— Start of Material provided —
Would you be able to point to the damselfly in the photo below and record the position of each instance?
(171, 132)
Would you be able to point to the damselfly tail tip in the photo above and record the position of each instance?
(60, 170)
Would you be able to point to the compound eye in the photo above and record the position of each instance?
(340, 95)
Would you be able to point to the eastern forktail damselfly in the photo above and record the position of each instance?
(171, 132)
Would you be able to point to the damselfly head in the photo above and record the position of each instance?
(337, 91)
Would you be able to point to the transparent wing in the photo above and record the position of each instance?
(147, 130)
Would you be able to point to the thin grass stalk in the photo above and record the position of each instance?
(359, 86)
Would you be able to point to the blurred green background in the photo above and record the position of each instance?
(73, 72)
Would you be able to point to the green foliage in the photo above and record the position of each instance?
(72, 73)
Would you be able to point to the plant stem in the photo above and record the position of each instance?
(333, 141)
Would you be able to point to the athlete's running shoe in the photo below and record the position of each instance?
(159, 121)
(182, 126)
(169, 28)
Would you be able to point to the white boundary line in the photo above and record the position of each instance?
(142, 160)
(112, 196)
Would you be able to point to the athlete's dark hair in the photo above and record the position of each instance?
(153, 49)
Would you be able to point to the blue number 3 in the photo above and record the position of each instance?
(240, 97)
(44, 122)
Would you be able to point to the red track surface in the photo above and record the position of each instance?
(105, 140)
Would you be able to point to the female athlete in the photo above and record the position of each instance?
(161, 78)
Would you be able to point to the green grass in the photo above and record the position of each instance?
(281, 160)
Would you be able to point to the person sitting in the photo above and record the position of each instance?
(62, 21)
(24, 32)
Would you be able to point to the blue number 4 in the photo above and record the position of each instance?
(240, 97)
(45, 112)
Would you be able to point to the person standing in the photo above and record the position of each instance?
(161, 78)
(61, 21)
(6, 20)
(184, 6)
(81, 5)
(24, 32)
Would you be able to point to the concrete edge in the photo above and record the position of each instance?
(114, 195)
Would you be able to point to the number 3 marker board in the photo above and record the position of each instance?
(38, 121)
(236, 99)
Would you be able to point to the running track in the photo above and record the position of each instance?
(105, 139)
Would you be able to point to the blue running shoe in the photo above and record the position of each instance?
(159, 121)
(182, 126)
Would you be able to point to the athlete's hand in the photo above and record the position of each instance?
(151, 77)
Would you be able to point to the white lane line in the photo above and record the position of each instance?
— End of Material provided —
Print only the lines from the one with "Would you be able to point to the person standing" to the end of the records, both included.

# [Exercise output]
Would you be able to point to the person standing in the photo above and record the position of each instance?
(161, 78)
(61, 21)
(6, 20)
(184, 6)
(81, 5)
(24, 32)
Would you be able to point to the concrete edge in the photo above and record the position of each instance?
(114, 195)
Would you be able to point to the number 3 marker board in the photo above and record the position of each instance?
(38, 121)
(236, 99)
Would you be able to point to the running track in the photo above and record the position of each instance?
(105, 139)
Would you be able to point to the blue running shoe in the photo above and record the position of each instance?
(159, 121)
(182, 126)
Would you be able to point to the athlete's hand in the photo above and record the position of each instance?
(151, 77)
Would you be able to point to the white lane line in the photo above and record the position of each instance?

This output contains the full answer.